▸ What you have to do
Write out the listing below in its entirety, minus the pictures, without changing a word.

▸ Input for this task

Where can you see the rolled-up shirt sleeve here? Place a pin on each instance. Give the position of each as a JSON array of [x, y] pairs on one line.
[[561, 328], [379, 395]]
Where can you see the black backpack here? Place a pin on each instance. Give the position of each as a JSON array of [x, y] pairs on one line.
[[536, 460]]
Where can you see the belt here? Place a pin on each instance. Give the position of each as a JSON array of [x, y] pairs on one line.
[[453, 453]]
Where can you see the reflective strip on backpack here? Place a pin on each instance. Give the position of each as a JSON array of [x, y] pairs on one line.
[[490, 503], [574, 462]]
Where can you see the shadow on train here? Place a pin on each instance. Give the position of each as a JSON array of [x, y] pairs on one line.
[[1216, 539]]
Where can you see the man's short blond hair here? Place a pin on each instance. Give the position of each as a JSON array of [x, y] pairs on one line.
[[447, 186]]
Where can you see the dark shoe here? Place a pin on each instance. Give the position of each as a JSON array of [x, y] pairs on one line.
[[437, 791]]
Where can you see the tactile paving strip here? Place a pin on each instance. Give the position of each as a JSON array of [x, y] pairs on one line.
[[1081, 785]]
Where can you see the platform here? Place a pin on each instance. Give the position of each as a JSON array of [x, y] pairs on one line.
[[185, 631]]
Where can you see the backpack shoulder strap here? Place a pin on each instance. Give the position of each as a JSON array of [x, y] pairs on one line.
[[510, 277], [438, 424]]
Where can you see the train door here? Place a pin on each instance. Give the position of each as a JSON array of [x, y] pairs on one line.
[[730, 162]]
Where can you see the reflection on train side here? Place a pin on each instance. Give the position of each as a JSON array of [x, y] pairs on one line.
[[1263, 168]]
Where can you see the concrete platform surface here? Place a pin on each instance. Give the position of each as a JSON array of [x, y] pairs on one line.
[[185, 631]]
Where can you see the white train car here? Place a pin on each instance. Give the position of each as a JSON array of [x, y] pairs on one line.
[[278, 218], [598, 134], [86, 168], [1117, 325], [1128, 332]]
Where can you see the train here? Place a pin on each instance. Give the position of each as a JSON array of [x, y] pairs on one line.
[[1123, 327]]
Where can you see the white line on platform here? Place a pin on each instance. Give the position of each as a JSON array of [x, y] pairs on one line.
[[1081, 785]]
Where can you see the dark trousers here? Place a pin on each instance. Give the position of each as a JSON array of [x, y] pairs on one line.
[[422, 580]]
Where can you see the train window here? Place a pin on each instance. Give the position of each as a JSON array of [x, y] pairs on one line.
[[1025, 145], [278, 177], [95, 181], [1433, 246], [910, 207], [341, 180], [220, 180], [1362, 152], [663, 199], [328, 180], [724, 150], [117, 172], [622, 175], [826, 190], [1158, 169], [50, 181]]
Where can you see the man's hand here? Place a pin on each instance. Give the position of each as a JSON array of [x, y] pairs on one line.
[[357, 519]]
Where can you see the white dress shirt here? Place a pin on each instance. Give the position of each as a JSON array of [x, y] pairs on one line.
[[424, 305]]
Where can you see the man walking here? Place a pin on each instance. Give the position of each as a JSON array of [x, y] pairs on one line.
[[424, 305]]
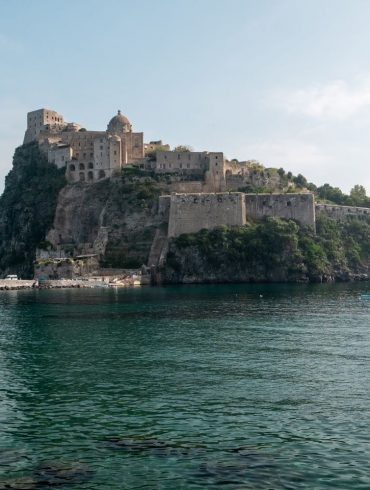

▸ Exercise response
Where can you see the rolled-up shirt sleeve here? Place a pin on each instance. Give the position of each as a JSON array of [x, y] pairs on one line.
[[561, 328], [379, 395]]
Where can you see the black backpack here? Place a pin on each instance. Give the position of each as a JSON array of [x, y] pairs on one line.
[[536, 460]]
Where can you see the belt here? Place a pin on each instance. Give the position of each as a JSON array of [x, y] pairs on one line.
[[453, 453]]
Where can you see the reflective strip on backpack here? Place a pin on each instance. Give the position of each as a JSON array of [x, y] pairs on one line.
[[490, 503], [574, 462]]
Where can you see the shadow on train here? Place a pin on each instance. Give the position of each as a JSON array of [x, y] pairs on one line.
[[1216, 539]]
Where can you see the man's short blond hair here? Place a pin on each instance. Give the position of each as a JSON array of [x, y] pairs on one line.
[[447, 186]]
Where can you see the dark shoe here? Place a pin on each instance. Give the position of each as a JSON array of [x, y] pairs on one line.
[[437, 791]]
Where can you see the tactile paving strip here? Place a pin on each instance. Give the position of each as a JSON array of [x, y] pairs on one line.
[[1081, 785]]
Where can you see the platform here? Place a pin on each instance. Give the position of each as a JSON array of [x, y] pairs on one line.
[[185, 631]]
Where can you see the backpack shoulder strap here? Place a pin on each instance. Give the position of each as a JSON array of [x, y] pairs on one line.
[[510, 277], [438, 424]]
Where can you see the train door here? Place a pin on each instance. Give the position of each as a JSON array of [x, y] pairs on one line.
[[730, 162]]
Where can you see the reflection on train side here? Place a pin on each instance. Give the position of each as a JSON array of [x, y] pairs on one line.
[[1263, 168]]
Where can you see the concrete platform surface here? Place a pin on each instance. Give the position of each as a JSON array of [x, y] pairs on one line.
[[185, 631]]
Where can you see the white train car here? Place a pin on each instance. Give the position of each as a JSON array of [x, y] pairs on one line.
[[278, 218], [598, 134], [86, 168], [1117, 325], [1128, 332]]
Where can you see the train here? Place a pin on each instance. Give the position of each as a JSON array of [x, y] pairs on one line.
[[1123, 327]]
Where can you see the white line on platform here? Place a pin on each instance. Give the position of each as a JSON array of [x, y] pairs on one line.
[[1081, 785]]
Where can you see the dark trousers here? Place a pin on each instance. Give the position of each as a JSON array of [x, y] pairs on one line.
[[422, 580]]
Where can you see the train window here? Place a pin on each instance. Give the position of each as a JSON array of [x, y] pairs on one line.
[[1025, 145], [278, 177], [95, 181], [1433, 246], [910, 207], [341, 180], [220, 180], [1362, 152], [663, 199], [328, 180], [724, 150], [117, 172], [622, 175], [826, 190], [1158, 169], [50, 181]]
Where can you see the man's hand here? Place a pin on each instance. Give the position of each as a JSON array of [x, y] pairs on one line.
[[357, 519]]
Where can you see the white dress shirt here? Place a pin on each instance. Give the position of each as a JSON array of [x, y] pairs on one line.
[[424, 305]]
Where can you see the man walking here? Place a pin on each instance. Give the position of each as a JSON array of [x, y] pairs on one line.
[[424, 305]]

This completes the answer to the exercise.